§ **EXERCISE DESCRIPTION**: Rewrite the records starting at the line that contains "Using the specimen image, mark the red goalkeeper" and ending at the line that contains "[275,110,285,152]", replacing "jersey" with "shirt" and leaving everything else unchanged.

§ **GIVEN RECORDS**:
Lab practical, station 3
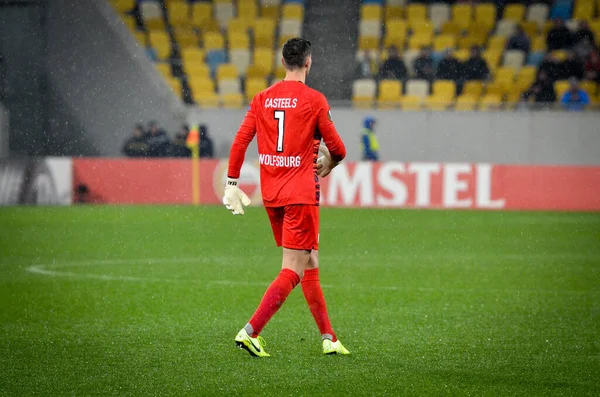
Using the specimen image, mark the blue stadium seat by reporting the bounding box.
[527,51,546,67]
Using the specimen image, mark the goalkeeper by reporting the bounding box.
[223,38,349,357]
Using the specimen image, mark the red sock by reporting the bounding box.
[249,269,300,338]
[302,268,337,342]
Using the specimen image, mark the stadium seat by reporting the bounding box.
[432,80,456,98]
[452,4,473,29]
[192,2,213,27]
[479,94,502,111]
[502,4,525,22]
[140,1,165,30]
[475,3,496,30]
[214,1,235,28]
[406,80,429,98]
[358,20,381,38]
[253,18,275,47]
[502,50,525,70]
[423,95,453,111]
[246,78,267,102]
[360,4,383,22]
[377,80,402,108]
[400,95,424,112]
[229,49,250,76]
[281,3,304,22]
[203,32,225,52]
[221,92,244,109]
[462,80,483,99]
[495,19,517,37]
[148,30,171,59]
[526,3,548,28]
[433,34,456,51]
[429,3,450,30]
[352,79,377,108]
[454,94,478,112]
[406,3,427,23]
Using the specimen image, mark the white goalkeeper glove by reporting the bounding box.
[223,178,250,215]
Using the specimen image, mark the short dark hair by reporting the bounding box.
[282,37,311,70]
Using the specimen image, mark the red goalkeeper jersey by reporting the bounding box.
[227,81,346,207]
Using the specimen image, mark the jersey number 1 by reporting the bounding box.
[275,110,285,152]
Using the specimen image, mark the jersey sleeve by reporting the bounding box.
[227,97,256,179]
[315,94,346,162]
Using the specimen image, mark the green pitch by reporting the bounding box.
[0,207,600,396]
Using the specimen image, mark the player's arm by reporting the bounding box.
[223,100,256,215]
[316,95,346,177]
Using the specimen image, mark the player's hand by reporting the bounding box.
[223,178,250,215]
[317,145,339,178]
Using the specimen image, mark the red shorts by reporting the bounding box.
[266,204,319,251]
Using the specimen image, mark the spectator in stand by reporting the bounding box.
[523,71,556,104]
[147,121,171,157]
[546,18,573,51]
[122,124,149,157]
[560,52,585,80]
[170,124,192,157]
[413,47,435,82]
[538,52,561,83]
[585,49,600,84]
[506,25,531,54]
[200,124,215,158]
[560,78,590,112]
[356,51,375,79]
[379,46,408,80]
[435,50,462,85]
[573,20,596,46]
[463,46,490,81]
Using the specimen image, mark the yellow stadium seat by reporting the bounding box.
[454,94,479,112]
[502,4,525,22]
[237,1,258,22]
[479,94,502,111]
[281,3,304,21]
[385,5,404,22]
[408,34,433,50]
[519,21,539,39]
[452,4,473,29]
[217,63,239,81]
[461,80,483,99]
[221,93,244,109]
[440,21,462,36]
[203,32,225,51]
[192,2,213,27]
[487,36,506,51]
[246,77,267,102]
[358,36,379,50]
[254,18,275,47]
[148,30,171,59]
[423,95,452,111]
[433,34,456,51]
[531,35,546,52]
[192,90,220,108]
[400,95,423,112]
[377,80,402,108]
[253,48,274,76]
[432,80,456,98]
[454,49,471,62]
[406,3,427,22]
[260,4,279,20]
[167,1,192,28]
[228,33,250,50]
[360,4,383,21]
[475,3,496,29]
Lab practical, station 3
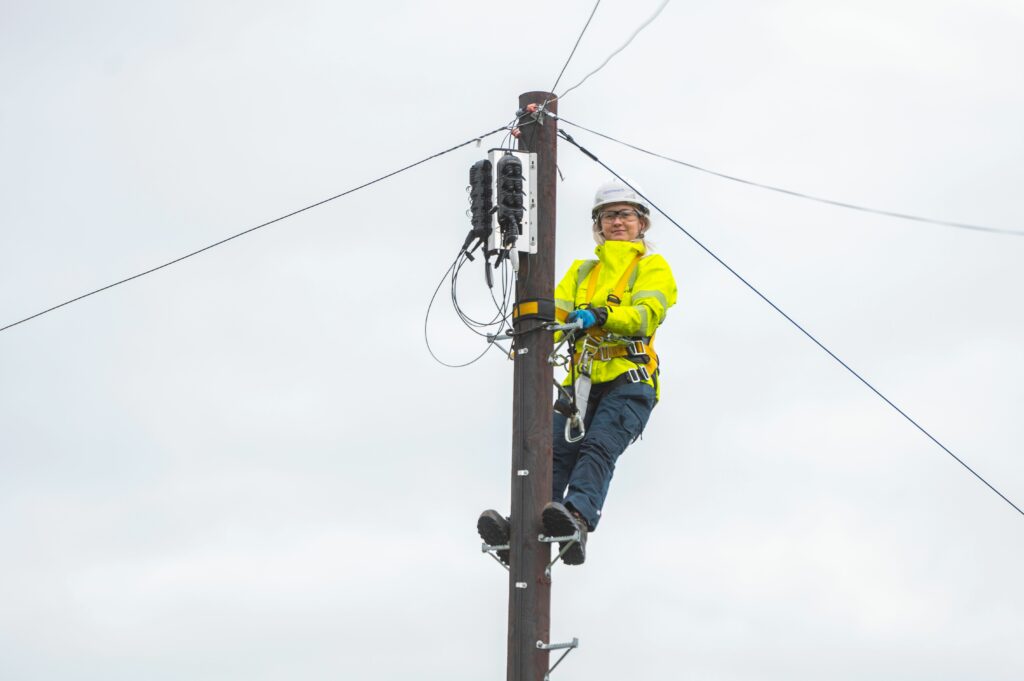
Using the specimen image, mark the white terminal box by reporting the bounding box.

§ **FINAL ANSWER**:
Using the specimen image, mark the red goalkeeper shirt by reporting the bounding box.
[227,81,346,207]
Using the specimen image, mark the shirt number 1 by reporting the bounding box.
[275,110,285,152]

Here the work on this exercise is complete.